▶ [Exercise aim]:
Take the entries below and reproduce them word for word.

▶ [Extracted entries]:

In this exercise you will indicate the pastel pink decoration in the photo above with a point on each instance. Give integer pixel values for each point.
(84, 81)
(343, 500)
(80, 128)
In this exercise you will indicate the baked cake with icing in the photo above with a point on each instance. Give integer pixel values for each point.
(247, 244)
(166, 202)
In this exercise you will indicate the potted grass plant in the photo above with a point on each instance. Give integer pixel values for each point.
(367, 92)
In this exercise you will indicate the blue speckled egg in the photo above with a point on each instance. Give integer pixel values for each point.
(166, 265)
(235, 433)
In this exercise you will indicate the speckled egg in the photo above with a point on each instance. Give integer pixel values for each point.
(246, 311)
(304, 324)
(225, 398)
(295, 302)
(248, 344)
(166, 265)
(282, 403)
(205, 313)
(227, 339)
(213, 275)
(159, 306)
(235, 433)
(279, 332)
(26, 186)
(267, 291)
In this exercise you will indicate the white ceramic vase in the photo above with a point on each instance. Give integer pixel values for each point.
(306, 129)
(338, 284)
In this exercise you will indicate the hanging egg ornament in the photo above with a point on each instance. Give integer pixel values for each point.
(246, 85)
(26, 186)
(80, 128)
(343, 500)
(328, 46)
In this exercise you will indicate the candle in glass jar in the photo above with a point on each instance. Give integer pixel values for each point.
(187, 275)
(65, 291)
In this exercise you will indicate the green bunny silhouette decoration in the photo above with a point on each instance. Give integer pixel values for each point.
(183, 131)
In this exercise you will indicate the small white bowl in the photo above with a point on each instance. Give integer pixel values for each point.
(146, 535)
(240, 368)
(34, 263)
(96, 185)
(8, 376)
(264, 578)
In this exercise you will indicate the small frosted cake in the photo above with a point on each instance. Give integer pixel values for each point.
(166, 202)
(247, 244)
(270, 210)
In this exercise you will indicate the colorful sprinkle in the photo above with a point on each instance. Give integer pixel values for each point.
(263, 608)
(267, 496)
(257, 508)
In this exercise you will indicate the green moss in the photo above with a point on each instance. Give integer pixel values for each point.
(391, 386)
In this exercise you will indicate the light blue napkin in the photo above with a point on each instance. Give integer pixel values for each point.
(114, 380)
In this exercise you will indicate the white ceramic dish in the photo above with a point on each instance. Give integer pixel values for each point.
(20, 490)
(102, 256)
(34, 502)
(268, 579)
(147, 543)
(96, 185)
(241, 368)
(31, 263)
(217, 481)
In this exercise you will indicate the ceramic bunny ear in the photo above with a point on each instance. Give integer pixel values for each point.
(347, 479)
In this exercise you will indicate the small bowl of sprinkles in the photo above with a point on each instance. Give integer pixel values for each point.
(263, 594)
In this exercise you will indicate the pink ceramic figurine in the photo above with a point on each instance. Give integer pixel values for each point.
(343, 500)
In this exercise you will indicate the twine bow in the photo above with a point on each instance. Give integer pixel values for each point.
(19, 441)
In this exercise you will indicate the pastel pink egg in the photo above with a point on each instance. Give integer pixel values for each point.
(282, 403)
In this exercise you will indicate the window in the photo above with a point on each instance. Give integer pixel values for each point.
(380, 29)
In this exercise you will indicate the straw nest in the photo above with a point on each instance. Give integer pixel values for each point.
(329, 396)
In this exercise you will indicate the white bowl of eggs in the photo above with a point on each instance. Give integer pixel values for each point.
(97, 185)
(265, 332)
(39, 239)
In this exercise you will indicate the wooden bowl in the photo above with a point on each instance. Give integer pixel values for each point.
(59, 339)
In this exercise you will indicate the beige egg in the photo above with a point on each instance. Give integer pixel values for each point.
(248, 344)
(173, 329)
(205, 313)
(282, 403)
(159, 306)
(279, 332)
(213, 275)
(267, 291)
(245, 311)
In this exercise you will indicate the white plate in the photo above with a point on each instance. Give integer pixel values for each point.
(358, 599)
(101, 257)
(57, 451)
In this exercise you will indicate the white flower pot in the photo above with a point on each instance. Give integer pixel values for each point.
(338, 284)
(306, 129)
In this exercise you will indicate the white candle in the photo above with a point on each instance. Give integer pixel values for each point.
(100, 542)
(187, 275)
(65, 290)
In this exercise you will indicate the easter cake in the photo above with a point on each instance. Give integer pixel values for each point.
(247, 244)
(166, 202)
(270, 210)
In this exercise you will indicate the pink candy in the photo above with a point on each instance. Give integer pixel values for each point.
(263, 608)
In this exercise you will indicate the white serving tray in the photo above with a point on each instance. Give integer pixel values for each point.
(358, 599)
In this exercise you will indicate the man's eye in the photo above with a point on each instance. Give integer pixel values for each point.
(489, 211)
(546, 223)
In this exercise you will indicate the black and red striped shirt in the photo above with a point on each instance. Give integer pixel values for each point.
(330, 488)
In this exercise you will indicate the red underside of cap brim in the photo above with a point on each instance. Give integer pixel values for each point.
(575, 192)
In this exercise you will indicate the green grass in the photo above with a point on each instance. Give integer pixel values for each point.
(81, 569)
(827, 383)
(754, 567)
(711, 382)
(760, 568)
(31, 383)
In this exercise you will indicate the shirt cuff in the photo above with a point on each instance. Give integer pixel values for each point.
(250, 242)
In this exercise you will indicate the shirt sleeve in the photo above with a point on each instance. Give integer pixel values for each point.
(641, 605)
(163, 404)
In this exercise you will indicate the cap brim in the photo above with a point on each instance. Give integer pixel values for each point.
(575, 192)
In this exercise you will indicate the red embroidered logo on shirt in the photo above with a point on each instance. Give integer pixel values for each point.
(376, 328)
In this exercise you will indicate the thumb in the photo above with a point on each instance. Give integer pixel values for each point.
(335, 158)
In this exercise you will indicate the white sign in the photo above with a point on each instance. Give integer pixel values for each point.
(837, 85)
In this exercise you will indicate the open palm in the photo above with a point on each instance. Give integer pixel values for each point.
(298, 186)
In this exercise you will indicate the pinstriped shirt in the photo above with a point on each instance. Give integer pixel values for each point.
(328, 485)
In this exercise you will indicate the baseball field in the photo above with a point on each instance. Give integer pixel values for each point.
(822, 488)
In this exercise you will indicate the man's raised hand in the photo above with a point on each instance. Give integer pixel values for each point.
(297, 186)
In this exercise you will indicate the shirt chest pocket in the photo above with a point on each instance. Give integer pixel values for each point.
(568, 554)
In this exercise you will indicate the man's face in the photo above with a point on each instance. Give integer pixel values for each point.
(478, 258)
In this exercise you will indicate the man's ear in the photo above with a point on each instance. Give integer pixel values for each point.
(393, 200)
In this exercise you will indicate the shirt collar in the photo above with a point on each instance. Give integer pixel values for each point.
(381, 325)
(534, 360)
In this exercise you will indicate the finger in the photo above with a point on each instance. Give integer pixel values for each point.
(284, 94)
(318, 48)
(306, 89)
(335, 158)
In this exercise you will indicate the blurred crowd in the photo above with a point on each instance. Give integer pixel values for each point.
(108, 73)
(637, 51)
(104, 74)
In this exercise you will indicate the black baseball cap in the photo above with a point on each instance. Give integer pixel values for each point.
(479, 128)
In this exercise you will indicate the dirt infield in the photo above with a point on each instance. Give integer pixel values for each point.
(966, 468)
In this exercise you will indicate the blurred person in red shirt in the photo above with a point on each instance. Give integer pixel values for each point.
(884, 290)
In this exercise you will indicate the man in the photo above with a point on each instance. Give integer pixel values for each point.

▶ [Output below]:
In this exercise you will indicate the pastel pink decoration in the photo above with a point on each instance. Give integer pixel values for each point.
(84, 81)
(343, 500)
(80, 128)
In this exercise you will indicate the baked cake with icing in the photo above with a point on each instance. Give integer pixel values for each point.
(247, 244)
(166, 202)
In this exercise you will indicate the potted grass plant in the photo above with a point on each instance. Give integer pixel values for each point.
(367, 92)
In this exercise you will indicate the blue speckled egg in the photo above with a point on each instance. Give integer pixel values for each point.
(166, 265)
(235, 433)
In this exercise you will indicate the speckled egg in the photo above with a point on each instance. Give integer pixel values for each point.
(246, 311)
(304, 324)
(225, 398)
(295, 302)
(248, 344)
(166, 265)
(282, 403)
(205, 313)
(227, 339)
(213, 275)
(159, 306)
(235, 433)
(279, 332)
(26, 186)
(267, 291)
In this exercise you will indicate the white ceramic vase in the photo above with a point on each instance. Give integer pixel values for each point.
(306, 129)
(338, 284)
In this exercise you will indicate the hanging egg ornament in the photo above with a point on each instance. Give integer pixel values for each point.
(246, 85)
(26, 186)
(80, 128)
(343, 500)
(328, 46)
In this exercise you will indicate the candle in glass jar in the photo above with a point on each instance. Give integer pixel values for each point.
(187, 275)
(65, 291)
In this exercise you will indicate the green bunny silhouette decoration in the photo above with a point on each instance. Give integer pixel values for each point.
(183, 131)
In this exercise you will indicate the small white bowl in the photo above with a point on each instance. Give integer pixel values for each point.
(146, 535)
(240, 368)
(34, 263)
(96, 185)
(8, 376)
(264, 578)
In this exercise you will indicate the small frosted cake in the photo above with a point on each instance. Give integer pixel values for each point.
(166, 202)
(247, 244)
(270, 210)
In this exercise you will indicate the colorful sprinkle in the photo above with a point on each instance. Give integer pixel values for each point.
(263, 608)
(267, 496)
(257, 508)
In this exercise you will indicate the green moss in the photo above with a point on each instance. Give integer pixel values for each point.
(391, 386)
In this exercise you will indicate the light blue napkin in the photo above with a point on each instance. Give integer pixel values for each point.
(114, 380)
In this exercise you will indicate the white ceramic dish in the photo above with a point on each instance. Give integer pixel values for each point.
(20, 490)
(102, 256)
(34, 502)
(268, 579)
(147, 543)
(96, 185)
(241, 368)
(31, 263)
(217, 481)
In this exercise you will indicate the ceramic bunny ear in the photo above with a point on each instance. Give integer pixel values for each point.
(347, 479)
In this exercise you will indicate the small bowl of sprinkles in the photo above with a point on each instance. Give integer pixel values for each point.
(263, 594)
In this exercise you will indicate the pink ceramic figurine in the photo above with a point on each instance. Give integer pixel values for each point.
(343, 500)
In this exercise you will indicate the twine bow in the photo above with a point on each instance. Give integer pixel values for each point.
(19, 441)
In this exercise you will indicate the pastel pink egg in the photo above with a point on each instance. Give integer pixel values for each point.
(282, 403)
In this exercise you will indicate the window in the photo above with a point on each instance. Give integer pixel values for each point.
(380, 29)
In this exercise you will indicate the straw nest in the photo above with a point on each instance. Give integer pixel values for each point.
(329, 396)
In this exercise you will indicate the white bowl of eggs in the photo above with a point on each instance. Give integer pixel values for each point.
(97, 185)
(265, 332)
(39, 239)
In this exercise you will indicate the wooden bowl in the photo above with a point on each instance. Give integer pixel values for each point.
(59, 339)
In this exercise you will indicate the beige egg in the photo above with a point on each instance. Give integer pixel values for each point.
(248, 344)
(173, 329)
(205, 313)
(282, 403)
(159, 306)
(279, 332)
(213, 275)
(267, 291)
(245, 311)
In this exercise you will indicate the white plate in the photo above with a point on each instance. Give integer pixel values for each point.
(358, 599)
(101, 257)
(57, 451)
In this exercise you will indicate the white flower pot in the photo above with a point on each instance. Give integer pixel values for each point.
(338, 284)
(306, 129)
In this exercise you will indicate the white candle in the photo above with a point on each instance. Give integer pixel values for each point.
(100, 542)
(187, 275)
(65, 290)
In this exercise you will indicate the easter cake in the photo above with a point on each instance. Give integer pixel values for each point.
(247, 244)
(166, 202)
(270, 210)
In this exercise you will indicate the pink candy in the photo above with a point on each instance. Give integer pixel values for each point.
(263, 608)
In this exercise you will indicate the white serving tray in the photo above with a point on each instance. Give integer pixel values for each point.
(358, 599)
In this exercise you will indicate the man's eye in the photo above with a point on each instance. Give integer pixel values for each point.
(489, 211)
(546, 223)
In this exercise you will indicate the black and red striped shirt in the photo above with a point on each instance. Give integer pixel values for each point.
(330, 488)
In this exercise you will indicate the red underside of cap brim in the photo above with a point on each instance. Give integer pixel values for each point.
(575, 192)
In this exercise you will indicate the green grass in the photo above with a point on each instance. Give integer pixel values for each point.
(81, 569)
(827, 383)
(754, 567)
(711, 382)
(760, 568)
(31, 383)
In this exercise you will indicate the shirt cuff in the photo above with a point on each instance. Give integer pixel values for each point.
(250, 242)
In this exercise you will indicate the shirt sleeve in the photo above with a point on each instance. Give integer pixel values for each point.
(641, 605)
(163, 404)
In this exercise you will indicate the cap brim in the photo above with a point on each instance. Give integer pixel values for each point.
(575, 192)
In this exercise you will indicate the red embroidered logo on shirt in the photo above with a point on each instance. Give integer pixel values for each point.
(376, 328)
In this exercise you will indicate the thumb in the photo above with a point on each instance. Give integer pixel values for each point.
(335, 158)
In this exercise you will indicate the white sign in the photo above with a point on each instance. Give integer pixel values for each point.
(837, 85)
In this exercise you will indicate the open palm in the photo above with a point on each instance. Give integer pixel values for each point.
(298, 186)
In this exercise you will indicate the pinstriped shirt in the photo above with a point on each instance. Give integer pixel values for each point.
(328, 485)
In this exercise you will indicate the baseball field in the photo above with a point on each instance. Give integer pixel values for each point.
(822, 488)
In this exercise you will indicate the man's raised hand in the photo above with a point on each instance. Give integer pixel values for each point.
(297, 186)
In this exercise you will indicate the shirt chest pocket in the photo above with a point on each instance. Give integer pixel values for each point.
(568, 554)
In this exercise you will indicate the man's face in the photo above with a point on each instance. Give integer pixel values for each point.
(478, 258)
In this exercise you will indicate the man's ear in the photo above with a point on each instance. Give integer pixel values for each point.
(393, 200)
In this exercise you will indicate the shirt collar in the photo above with a point on each instance. Give integer pixel values for each point.
(381, 325)
(534, 360)
In this exercise you will indicate the finger in the photo above with a point on each instance. Give integer pixel values for each point.
(284, 94)
(318, 48)
(306, 89)
(335, 158)
In this exercise you will indicate the blurred crowd in the photo above with a point on each instance. Give integer pixel values for each point.
(108, 73)
(637, 51)
(104, 74)
In this exercise you will indicate the black baseball cap in the photo above with a point on each instance. Give integer pixel values for each point.
(479, 128)
In this exercise you will indicate the dirt infield in the photo above with a point on each instance. Give integer pixel values for each point.
(966, 468)
In this exercise you will indicate the blurred person in red shirt in the photo above with a point on each instance. Give integer pixel values for each point.
(884, 290)
In this exercise you will indicate the man in the photo above with a point on each instance. Give integer pixel values for each point.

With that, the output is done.